Entries provided —
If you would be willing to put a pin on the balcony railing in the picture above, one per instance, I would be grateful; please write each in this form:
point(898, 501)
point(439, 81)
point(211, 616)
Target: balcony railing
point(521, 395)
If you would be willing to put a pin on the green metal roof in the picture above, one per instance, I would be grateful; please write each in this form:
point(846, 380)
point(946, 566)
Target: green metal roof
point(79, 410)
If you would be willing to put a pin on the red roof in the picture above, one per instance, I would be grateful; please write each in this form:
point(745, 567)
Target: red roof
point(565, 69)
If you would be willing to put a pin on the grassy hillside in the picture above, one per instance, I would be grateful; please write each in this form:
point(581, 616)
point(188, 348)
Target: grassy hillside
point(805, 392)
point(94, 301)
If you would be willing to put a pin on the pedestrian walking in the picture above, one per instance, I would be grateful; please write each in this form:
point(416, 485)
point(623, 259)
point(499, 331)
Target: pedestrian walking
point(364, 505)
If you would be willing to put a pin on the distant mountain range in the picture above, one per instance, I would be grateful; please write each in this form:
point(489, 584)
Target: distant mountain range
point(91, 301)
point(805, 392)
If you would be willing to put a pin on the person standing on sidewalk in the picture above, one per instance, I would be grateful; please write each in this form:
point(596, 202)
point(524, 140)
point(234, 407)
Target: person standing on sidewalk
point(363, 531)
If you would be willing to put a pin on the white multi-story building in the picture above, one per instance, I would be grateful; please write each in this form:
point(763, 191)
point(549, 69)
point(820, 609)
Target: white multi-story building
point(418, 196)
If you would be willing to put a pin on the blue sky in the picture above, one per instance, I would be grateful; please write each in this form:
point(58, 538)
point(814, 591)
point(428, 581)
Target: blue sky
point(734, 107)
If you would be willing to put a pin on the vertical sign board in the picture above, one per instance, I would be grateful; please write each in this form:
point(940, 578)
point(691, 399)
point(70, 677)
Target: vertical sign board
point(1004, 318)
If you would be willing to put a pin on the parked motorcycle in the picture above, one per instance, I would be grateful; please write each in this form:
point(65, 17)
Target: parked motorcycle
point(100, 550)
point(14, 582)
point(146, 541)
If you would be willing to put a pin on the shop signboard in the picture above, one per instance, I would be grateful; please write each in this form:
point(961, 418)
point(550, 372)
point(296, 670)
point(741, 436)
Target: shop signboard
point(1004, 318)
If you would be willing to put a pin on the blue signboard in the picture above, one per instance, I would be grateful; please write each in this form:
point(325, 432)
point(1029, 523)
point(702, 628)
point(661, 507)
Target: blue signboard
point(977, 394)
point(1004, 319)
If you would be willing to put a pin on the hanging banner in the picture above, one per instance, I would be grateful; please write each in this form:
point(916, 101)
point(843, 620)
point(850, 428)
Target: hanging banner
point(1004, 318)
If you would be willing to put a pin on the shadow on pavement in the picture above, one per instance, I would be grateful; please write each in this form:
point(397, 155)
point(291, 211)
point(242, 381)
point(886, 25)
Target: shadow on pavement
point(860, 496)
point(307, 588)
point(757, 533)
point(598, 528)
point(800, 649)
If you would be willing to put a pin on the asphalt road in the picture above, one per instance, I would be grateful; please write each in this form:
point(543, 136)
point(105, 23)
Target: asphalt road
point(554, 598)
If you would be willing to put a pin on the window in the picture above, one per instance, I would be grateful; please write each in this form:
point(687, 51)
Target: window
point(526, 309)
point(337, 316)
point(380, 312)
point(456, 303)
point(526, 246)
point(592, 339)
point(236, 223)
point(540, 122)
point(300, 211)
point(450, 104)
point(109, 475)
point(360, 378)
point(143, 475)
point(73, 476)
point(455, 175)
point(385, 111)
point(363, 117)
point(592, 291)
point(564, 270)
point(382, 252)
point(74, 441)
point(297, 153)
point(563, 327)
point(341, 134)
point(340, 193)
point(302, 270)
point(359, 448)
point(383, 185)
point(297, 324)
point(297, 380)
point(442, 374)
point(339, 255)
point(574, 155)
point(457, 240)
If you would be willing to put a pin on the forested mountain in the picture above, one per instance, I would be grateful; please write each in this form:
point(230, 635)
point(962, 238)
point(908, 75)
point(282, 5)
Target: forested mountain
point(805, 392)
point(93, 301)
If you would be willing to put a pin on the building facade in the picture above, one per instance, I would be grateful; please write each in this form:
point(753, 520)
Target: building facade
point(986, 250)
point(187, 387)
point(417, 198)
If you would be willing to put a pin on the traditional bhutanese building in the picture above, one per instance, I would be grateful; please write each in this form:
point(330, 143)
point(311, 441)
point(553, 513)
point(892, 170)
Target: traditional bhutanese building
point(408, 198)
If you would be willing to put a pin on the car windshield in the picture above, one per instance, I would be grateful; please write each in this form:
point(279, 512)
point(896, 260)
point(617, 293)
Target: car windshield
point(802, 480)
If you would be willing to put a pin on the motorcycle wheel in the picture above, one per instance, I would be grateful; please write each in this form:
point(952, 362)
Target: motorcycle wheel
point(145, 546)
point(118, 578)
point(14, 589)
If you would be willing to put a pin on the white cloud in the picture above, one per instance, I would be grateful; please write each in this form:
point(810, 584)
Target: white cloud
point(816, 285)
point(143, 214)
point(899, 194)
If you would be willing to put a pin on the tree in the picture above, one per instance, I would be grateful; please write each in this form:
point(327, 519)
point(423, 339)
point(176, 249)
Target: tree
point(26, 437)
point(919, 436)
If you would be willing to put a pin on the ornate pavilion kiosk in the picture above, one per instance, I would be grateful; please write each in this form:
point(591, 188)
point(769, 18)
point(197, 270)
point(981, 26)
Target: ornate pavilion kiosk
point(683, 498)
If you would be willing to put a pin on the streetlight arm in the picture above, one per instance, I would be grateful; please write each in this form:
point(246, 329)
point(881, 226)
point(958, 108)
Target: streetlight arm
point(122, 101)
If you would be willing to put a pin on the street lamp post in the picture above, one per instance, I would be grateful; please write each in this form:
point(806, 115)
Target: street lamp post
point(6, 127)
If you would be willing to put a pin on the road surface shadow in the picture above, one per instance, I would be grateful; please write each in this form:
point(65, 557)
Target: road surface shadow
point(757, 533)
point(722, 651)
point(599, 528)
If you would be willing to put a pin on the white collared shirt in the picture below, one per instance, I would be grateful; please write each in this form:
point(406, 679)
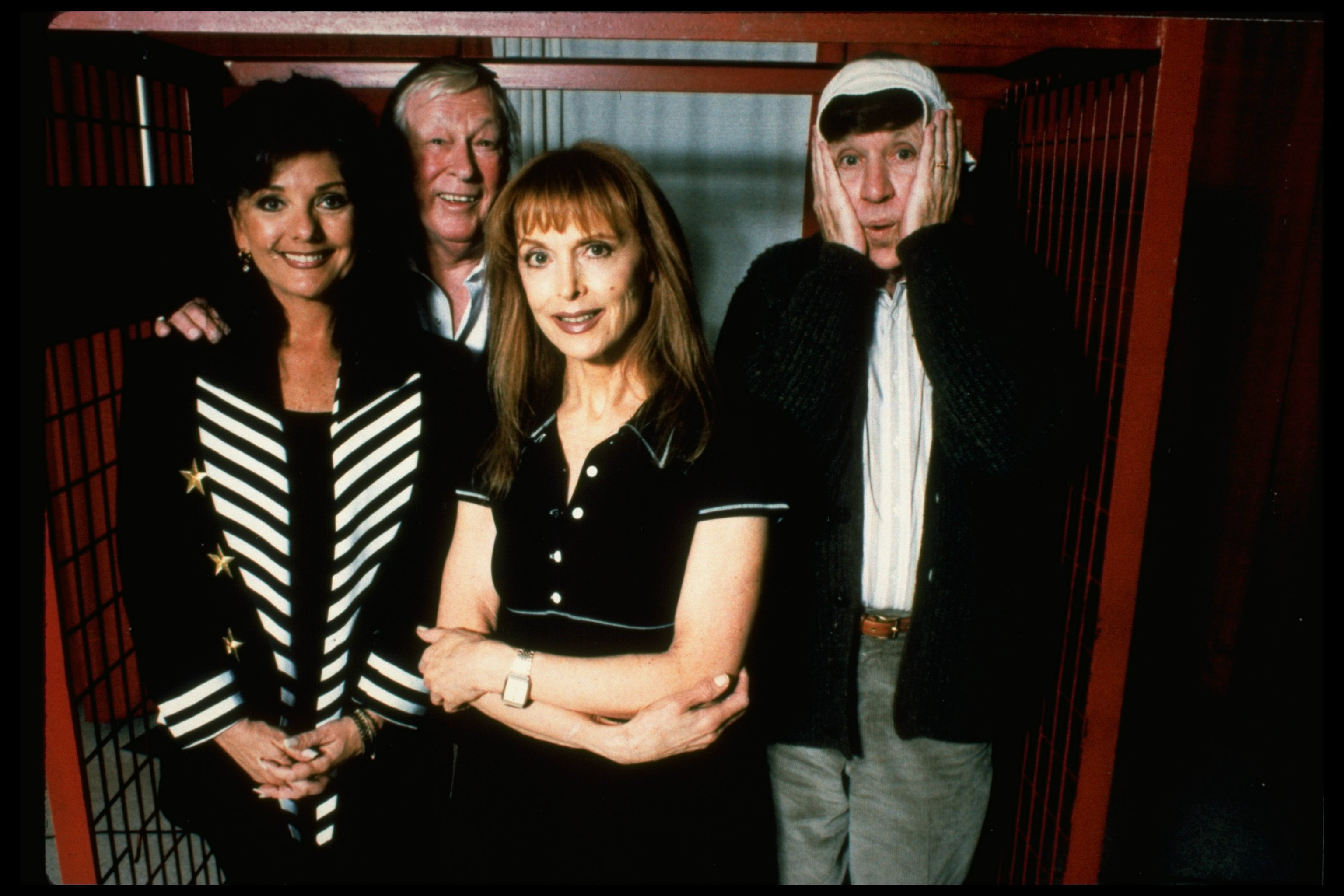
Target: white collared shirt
point(437, 312)
point(897, 438)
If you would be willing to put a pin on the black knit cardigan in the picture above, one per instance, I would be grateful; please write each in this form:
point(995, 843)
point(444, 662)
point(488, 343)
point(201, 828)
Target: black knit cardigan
point(1006, 403)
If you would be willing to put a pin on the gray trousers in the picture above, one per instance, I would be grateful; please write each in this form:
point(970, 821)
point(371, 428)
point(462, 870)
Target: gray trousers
point(908, 812)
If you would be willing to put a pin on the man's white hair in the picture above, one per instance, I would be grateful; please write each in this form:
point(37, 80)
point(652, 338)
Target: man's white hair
point(449, 77)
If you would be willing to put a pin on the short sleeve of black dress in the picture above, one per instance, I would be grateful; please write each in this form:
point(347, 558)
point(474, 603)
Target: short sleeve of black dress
point(600, 573)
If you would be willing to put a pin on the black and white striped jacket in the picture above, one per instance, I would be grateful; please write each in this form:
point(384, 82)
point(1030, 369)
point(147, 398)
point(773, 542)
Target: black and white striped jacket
point(216, 648)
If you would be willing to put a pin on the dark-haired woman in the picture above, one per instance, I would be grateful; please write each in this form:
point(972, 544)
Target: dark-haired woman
point(607, 555)
point(283, 507)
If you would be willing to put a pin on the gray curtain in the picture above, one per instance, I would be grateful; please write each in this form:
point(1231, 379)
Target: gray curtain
point(733, 166)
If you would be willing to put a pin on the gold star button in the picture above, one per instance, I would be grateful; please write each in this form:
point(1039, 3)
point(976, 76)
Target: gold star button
point(194, 477)
point(222, 562)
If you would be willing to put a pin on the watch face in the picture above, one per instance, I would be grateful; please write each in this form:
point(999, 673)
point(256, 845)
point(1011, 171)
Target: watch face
point(515, 691)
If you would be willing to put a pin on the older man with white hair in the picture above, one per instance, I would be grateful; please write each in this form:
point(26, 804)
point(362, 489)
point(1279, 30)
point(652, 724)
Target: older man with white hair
point(459, 130)
point(921, 393)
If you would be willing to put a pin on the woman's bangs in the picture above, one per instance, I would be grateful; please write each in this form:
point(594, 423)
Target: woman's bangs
point(557, 203)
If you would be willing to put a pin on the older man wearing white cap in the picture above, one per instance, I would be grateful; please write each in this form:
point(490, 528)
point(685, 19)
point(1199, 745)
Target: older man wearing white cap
point(921, 390)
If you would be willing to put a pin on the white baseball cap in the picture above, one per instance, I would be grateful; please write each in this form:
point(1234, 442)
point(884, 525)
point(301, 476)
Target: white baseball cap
point(873, 76)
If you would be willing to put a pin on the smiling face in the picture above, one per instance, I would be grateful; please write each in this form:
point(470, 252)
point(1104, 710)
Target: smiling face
point(877, 171)
point(300, 229)
point(585, 289)
point(458, 148)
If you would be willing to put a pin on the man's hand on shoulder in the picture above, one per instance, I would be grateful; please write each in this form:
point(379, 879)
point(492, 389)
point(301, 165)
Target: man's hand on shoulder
point(194, 320)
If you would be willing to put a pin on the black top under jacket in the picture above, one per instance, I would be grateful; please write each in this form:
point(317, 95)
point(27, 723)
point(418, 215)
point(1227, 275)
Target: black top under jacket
point(1007, 397)
point(596, 575)
point(261, 590)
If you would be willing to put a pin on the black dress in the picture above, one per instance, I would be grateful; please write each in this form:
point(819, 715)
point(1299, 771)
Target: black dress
point(276, 566)
point(600, 575)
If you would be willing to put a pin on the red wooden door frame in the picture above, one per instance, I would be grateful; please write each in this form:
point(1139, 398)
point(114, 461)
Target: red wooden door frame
point(1155, 284)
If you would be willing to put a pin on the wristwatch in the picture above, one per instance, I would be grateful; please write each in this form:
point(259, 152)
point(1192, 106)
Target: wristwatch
point(518, 686)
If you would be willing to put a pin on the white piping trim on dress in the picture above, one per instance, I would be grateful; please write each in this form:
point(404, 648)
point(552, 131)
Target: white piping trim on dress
point(601, 623)
point(744, 507)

Required work —
Word for word, restate the lines above from the line containing "point(499, 331)" through the line containing "point(489, 584)", with both included and nothing else.

Expected answer —
point(499, 331)
Target: pedestrian walking
point(364, 505)
If you would be willing to put a pin on the distant mountain range in the picture above, one per instance, I would be grateful; please write each in this form:
point(489, 584)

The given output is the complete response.